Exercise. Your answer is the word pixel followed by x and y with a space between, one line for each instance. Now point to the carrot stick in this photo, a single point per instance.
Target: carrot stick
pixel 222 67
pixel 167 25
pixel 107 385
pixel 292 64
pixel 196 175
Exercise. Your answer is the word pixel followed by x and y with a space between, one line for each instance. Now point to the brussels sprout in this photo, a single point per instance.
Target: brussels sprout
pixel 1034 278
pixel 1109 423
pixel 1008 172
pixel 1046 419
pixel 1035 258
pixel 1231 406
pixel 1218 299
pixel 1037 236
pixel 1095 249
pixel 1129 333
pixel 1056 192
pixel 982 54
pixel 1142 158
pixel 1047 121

Task requirements – Edit the listing above by changing every "carrot stick" to "celery stick", and give back all of its lines with nothing else altered.

Problem solution –
Exercise. Your answer is the word pixel followed by x and y with a space between, one line for each instance. Now point to the celery stick in this photo, a single point per instance.
Target: celery stick
pixel 222 67
pixel 167 25
pixel 107 385
pixel 292 64
pixel 196 175
Exercise. Your answer is the word pixel followed by x and y with a space between, one line for each instance. Now point to the brussels sprout in this photo, a single point per instance.
Target: brussels sprout
pixel 1034 278
pixel 1109 423
pixel 1008 172
pixel 1046 419
pixel 1035 258
pixel 1231 406
pixel 1218 299
pixel 1037 236
pixel 1095 249
pixel 1129 333
pixel 1056 192
pixel 982 54
pixel 1142 158
pixel 1047 121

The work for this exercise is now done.